EXERCISE INSTRUCTIONS: Reproduce the material below verbatim, keeping each line unchanged and in its original order.

***** EXTRACTED DATA *****

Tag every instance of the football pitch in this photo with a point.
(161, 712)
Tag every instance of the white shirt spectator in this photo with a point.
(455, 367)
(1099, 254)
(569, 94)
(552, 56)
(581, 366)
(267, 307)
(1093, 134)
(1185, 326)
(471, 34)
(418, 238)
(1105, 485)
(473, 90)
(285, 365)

*****

SOLUTION TO THIS EXERCISE:
Tag every instance of the football pitch in this photo with a point.
(161, 712)
Tag every instance of the white shirt spectator in this photo with a point.
(455, 367)
(1099, 254)
(569, 94)
(552, 56)
(581, 366)
(267, 307)
(1093, 134)
(1185, 326)
(471, 34)
(418, 238)
(1105, 485)
(473, 90)
(285, 365)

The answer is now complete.